- [Yapılacaklar]:
• a. Lütfen cehalet ve eleştiri üzerine yazıdan "Bir gün Nasrettin" sözcüklerinin geçtiği yerle açılıp "mi suçu yok?" ile kapanan kısmı olduğu gibi yazın.
• b. Cehalet ve eleştiri üzerine yazıyı kaldığı yerden devam ettirin.

- [Belge Bölümü]:
:::::

Bir gün Nasrettin Hoca’nın eşeği çalınmış. Bağırmış çağırmış, konu komşu toplanmış. Hoca durumu anlatınca herkes bir şeyler söylemeye başlamış.
-Hocam ne diye ahırın kapısını bir kilit takmadın.
-Evine hırsız girmiş senin yeni haberin olmuş, bu nasıl iştir.
-Hocam kusura bakma ama tüm suç senin doğru düzgün bir ahırın bile yok, dökülmüş baksana.
-Hocam kış uykusuna mı yattın nasıl duymazsın.
Tabi bunları duyan hoca sinirlenmiş:
-Yahu iyi güzel de Hırsızın hiç mi suçu yok?
Kıymetli Dostlarım bildiğiniz üzere geçen hafta Sezen Aksu üzerine bir yazı yazdım. Ne dinsizliğim kaldı ne bilgisizliğim ne cehaletim kaldı ne düşüncesizliğim.
Sonra dönüp kendime dedim ki hakikaten ya ben ne cahil bir adamım, sen yıllarca oku sonra hiçbir karşılık beklemeden memleketinin sorunlarını, kendimi hedefe koyarcasına anlatmaya çalış.
Neyse dedim ya cehalet güzel şey o yüzden devamke.
O yüzden bu yazımda en çok kızdığımız ve kabullenemediğimiz cehalet ve eleştiri üzerine konuşmak istiyorum. Çünkü anladım ki bizim bu kavramlarla sorunumuz var.

:::::

- [Çıkarılan Veriler]:
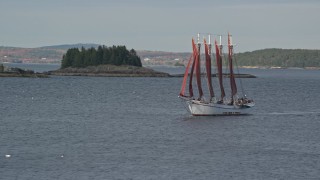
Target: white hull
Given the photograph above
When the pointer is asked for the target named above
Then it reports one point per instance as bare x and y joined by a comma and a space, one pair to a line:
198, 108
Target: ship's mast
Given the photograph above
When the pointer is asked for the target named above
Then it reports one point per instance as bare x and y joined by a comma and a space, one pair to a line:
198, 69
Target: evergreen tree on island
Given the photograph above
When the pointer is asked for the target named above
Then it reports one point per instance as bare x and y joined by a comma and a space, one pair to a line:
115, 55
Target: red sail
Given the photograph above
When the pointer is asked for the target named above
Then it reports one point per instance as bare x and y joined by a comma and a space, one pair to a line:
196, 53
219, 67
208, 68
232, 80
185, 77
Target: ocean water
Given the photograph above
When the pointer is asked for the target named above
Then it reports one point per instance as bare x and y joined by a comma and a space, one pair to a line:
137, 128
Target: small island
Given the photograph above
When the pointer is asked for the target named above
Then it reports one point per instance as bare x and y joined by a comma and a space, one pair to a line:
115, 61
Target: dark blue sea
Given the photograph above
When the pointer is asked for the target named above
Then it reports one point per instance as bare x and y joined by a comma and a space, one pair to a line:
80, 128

:::::

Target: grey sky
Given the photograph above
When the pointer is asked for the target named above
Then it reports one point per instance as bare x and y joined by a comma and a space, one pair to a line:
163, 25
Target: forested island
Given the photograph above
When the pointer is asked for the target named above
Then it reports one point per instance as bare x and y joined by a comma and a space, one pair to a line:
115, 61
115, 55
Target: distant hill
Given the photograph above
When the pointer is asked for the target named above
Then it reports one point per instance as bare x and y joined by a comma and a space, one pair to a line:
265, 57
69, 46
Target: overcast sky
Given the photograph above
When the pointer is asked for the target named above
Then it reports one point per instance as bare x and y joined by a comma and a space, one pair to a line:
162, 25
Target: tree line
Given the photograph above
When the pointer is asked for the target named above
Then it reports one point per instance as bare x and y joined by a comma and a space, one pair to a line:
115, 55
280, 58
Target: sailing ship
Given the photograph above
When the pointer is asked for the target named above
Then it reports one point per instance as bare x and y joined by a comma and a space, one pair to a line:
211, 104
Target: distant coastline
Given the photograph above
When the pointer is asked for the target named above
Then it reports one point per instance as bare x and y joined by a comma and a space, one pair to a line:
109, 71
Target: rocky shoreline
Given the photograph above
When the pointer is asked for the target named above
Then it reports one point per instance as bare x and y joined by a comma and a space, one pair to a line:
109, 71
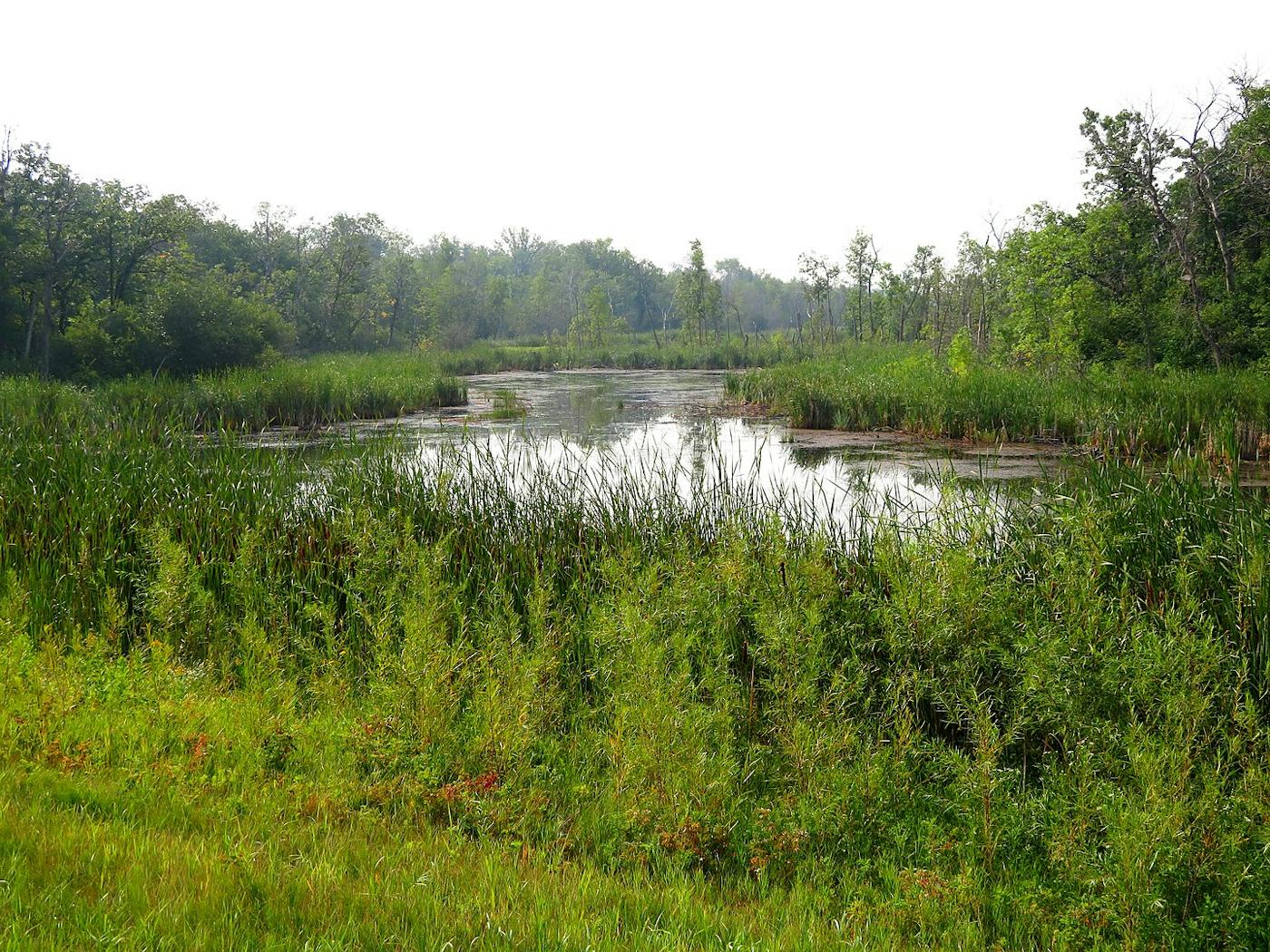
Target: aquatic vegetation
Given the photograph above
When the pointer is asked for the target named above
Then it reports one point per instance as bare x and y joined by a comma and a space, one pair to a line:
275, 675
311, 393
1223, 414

:::::

- [Görev Sonuçları]:
• a.
Bir gün Nasrettin Hoca’nın eşeği çalınmış. Bağırmış çağırmış, konu komşu toplanmış. Hoca durumu anlatınca herkes bir şeyler söylemeye başlamış.
-Hocam ne diye ahırın kapısını bir kilit takmadın.
-Evine hırsız girmiş senin yeni haberin olmuş, bu nasıl iştir.
-Hocam kusura bakma ama tüm suç senin doğru düzgün bir ahırın bile yok, dökülmüş baksana.
-Hocam kış uykusuna mı yattın nasıl duymazsın.
Tabi bunları duyan hoca sinirlenmiş:
-Yahu iyi güzel de Hırsızın hiç mi suçu yok?

• b.
Halbuki cehalet farkında olunduğunda son derece güzel bir kavramdır. Mesela Sokrates kendisini hiçbir zaman ‘bilen kişi’ yani bir filozof olarak görmemiştir. Hatta “Bildiğim tek şey hiçbir şey bilmediğimdir” der ve aslında Sokrates’i Sokrates yapan da budur.
Bakın Ahzâb suresinin 72. Ayeti ne diyor. “Biz emaneti göklere, yerküreye ve dağlara teklif ettik, ama onlar bunu yüklenmek istemediler, ondan korktular ve onu insan yüklendi. Kuşkusuz insan çok zalim, çok bilgisizdir.” Yaradan’ımız bize cahil diyor bu sözcüğün güzelliği daha nasıl anlatılabilir ki!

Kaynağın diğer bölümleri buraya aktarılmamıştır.